- Goal a: Which lines of the records contain the string "photo"? Gather each one, treating case as significant.

-- begin Article --

Portfolio

Graphics, Templates and Native Arrays ( 2024 )

This are simple c classes written for the preprocessor. For more information about the preprocessor click here.

Year 2024
Author Kaj Dijkstra
Languages pure C
Frameworks Opengl, X11 and FreeType
Size of Sourc code 200kb
Size of Binary 93.8kb
Lines of code 9 588

Templates

It is now possible to create templates in the preprocessor. You can define a template using the "template" keyword. And between the "<" and ">" symbols, you write the arguments. Then everywhere you write the value that you put between the "<" and ">" signs ("T" in this case) in that class definition will be replaced with the values you put in between the "<" and ">" signs when you define an instance of the class ("Vector" in this case).


template< T >
class vector{

	int capacity 		= 10;

	int total 			= 0;

	T * items 			= malloc( 10000000 );

	int length()
	{

		return this->total;

	}

	T get( int index )
	{

		return this->items[index];

	}

	void set( int index, T item )
	{

		if ( index >= 0 && index < this->total ){

			this->items[ index ] = item;

		}

	}

	void resize( int capacity )
	{

		T * items = realloc( this->items, sizeof( T ) * capacity );


		this->items 	= items;

		this->capacity 	= capacity;

	}

	void add( T item )

-- end Article --
-- begin Given records --

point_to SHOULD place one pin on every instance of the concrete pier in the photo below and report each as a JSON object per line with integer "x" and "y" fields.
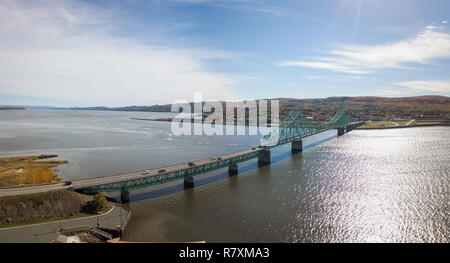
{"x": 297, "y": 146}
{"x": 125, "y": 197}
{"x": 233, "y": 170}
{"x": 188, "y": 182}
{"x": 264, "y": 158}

-- end Given records --
-- begin Given records --

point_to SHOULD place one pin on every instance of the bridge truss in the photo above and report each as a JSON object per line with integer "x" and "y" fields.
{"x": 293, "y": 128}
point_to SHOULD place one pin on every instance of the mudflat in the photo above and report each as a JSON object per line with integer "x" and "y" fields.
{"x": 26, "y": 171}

-- end Given records --

- Goal b:
Answer these from the page on preprocessor templates:
(i) What is the size of the binary?
(ii) Which keyword defines a template?
(iii) In the vector class, what starting value is capacity given?

- Task output a:
point_to SHOULD place one pin on every instance of the concrete pier in the photo below and report each as a JSON object per line with integer "x" and "y" fields.
point_to SHOULD place one pin on every instance of the bridge truss in the photo above and report each as a JSON object per line with integer "x" and "y" fields.
point_to SHOULD place one pin on every instance of the mudflat in the photo above and report each as a JSON object per line with integer "x" and "y" fields.

- Task output b:
(i) 93.8kb
(ii) "template"
(iii) 10